[Dataset items]
■ ■ ■ ■ ■ ■ ■
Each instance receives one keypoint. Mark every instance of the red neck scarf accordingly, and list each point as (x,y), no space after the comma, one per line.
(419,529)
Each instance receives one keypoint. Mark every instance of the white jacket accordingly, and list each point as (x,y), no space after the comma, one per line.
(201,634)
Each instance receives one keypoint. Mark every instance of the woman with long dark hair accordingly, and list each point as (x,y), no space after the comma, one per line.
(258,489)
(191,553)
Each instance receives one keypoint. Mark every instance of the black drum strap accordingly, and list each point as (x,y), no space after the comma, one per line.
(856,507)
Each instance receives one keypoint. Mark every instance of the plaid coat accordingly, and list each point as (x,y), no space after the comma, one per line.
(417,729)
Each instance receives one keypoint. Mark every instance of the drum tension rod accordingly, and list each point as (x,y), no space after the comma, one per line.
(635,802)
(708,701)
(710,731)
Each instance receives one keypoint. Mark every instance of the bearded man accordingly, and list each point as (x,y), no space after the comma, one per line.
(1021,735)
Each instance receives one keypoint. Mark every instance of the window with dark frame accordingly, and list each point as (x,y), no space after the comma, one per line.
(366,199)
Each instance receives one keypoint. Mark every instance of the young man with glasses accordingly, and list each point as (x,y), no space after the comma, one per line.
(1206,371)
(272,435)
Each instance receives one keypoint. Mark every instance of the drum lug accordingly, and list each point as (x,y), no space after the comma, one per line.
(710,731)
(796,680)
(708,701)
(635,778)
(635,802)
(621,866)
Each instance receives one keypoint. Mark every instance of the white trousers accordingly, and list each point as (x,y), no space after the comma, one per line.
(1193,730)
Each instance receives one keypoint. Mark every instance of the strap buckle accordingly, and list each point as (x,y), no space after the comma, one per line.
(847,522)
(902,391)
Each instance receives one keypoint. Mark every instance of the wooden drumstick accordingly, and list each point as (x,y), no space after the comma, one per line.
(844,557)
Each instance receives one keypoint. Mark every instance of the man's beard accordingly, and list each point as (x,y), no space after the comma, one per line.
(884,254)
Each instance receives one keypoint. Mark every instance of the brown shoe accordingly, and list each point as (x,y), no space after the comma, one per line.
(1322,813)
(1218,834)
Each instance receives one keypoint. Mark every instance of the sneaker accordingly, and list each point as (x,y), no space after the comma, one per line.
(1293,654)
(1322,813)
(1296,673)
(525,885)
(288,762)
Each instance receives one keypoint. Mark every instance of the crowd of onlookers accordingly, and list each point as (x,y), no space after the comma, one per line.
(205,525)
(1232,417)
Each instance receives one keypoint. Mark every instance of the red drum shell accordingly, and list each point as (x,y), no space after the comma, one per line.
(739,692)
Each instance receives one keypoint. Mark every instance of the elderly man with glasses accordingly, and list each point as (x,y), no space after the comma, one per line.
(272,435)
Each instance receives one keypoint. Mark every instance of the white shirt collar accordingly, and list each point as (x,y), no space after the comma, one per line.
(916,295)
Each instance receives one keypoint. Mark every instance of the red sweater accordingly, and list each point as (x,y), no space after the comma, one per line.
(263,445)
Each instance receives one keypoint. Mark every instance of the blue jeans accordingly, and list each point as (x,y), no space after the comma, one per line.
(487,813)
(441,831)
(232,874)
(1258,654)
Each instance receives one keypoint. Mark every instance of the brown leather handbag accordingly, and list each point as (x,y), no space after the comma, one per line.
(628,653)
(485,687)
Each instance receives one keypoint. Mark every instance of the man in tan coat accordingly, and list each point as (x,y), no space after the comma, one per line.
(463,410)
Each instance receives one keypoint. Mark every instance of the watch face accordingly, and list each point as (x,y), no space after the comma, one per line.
■ ■ ■ ■ ■ ■ ■
What the exercise needs is every record again, word for word.

Each instance receives one keypoint. Mark every instance of the red neck scarf accordingly, and list each point as (x,y), no space after the comma, one per line.
(419,529)
Each instance receives one keypoint. Mark every instance of the white jacket accordingly, and list each point as (x,y), no space after the comma, one per line.
(201,634)
Each instance receives one keypoint. Mark every instance of the woman with long dark hair accordingly, and list each point as (x,y), no space after the comma, one per line.
(258,489)
(191,553)
Each instance receives one keypoint. Mark every instance of the black drum strap accordingly, and list each point as (x,y), no space after the comma, one per line.
(856,507)
Each instance receives one keypoint. Mark every instance of the plaid coat accordingly, and list each point as (x,y), no space after the comma, one per line.
(417,729)
Each instance receives one keypoint. Mark every instance of the drum tension rod accordingly, and list each point as (x,y), no space after the comma, one per line.
(635,802)
(708,701)
(710,731)
Each instance receives one keypoint. Mark every instance of the bearded man accordingly, and list each point as (x,y), no space after the comma, one per line.
(1021,735)
Each instance receives one keypoint. Mark every instance of the window with dark frame accordingly, and list each point as (x,y), no space after the comma, one per line.
(366,199)
Each instance receives one keypoint. Mark every instance of the young man with glasses accordingly, and list each point as (x,y), no space after the comma, one per line.
(1206,371)
(272,435)
Each instance receives one keypoint. Mark every instance of the drum lug accordingly, and list each point as (x,y), no space after the comma, one per line.
(710,731)
(796,680)
(708,701)
(635,778)
(635,802)
(621,866)
Each instance receives one keypoint. Mark every instance of the white trousers accordingly, and list each point as (x,y), no space after the comma, one per line.
(1193,730)
Each instance receives one keypoint. Mark every instance of the strap buckle accordingly, and list each point as (x,y), no space after the comma, one per line.
(847,522)
(902,391)
Each instance receives one keypoint. Mark every instance of the wooden drumstick accordingly, and list each point as (x,y), no space after the comma, one per line.
(844,557)
Each instance receives one keypoint. Mark every instance of the man's beard accordingly, and list each point as (x,y), no space after the comma, one per line.
(884,254)
Each instance receives one keypoint. Mark every instance of the brown shoe accordingly, and list each point as (x,y), no space after the comma, one per line.
(1322,813)
(1218,834)
Each instance receives one keypoint. Mark every instance of the sneaker accordingly, and list each point as (x,y), no space after the comma, one per line.
(1293,654)
(1322,813)
(1296,673)
(525,885)
(288,762)
Each instance receives one keypoint. Mark every instance of the crowd of onlookers accordingly, and list each point as (x,y), no space after the comma, one per line.
(205,525)
(1232,417)
Each instance receives one keypoint. Mark every instance of the red drum shell accordingly, and list each point as (x,y), no space after the comma, one per line.
(739,692)
Each instance receives one keypoint. Mark every instance of the elderly man with glasses accordingly, and list each point as (x,y), no space after the comma, one per line.
(272,435)
Each instance receives one keypoint. Mark every instance of the white shirt collar accordingly, and list each point as (x,y), no space after the comma, one per line.
(916,295)
Each instance receives one keypoint. Mark every instance of the red sweater accordingly, and list each point as (x,y), no space after the comma, one per line.
(263,445)
Each instance receives one keypoint. Mark every instance of the blue jeans accordingly, and list each point as (x,y), no space after the comma, one per line.
(487,813)
(441,831)
(232,874)
(1258,654)
Each instance receives one keypoint. Mark every instance of the brown leather handbag accordingly, and list each point as (x,y), no space after the comma, one per line.
(628,653)
(485,687)
Each instance receives one keypoint. Mark every instance of the man in tan coat accordingly, and list each point as (x,y), no space after the comma, one per line.
(463,410)
Each instance receives one keypoint. Mark every instance of the watch face accordingly, and list each point as (x,y), no space after the comma, one per line.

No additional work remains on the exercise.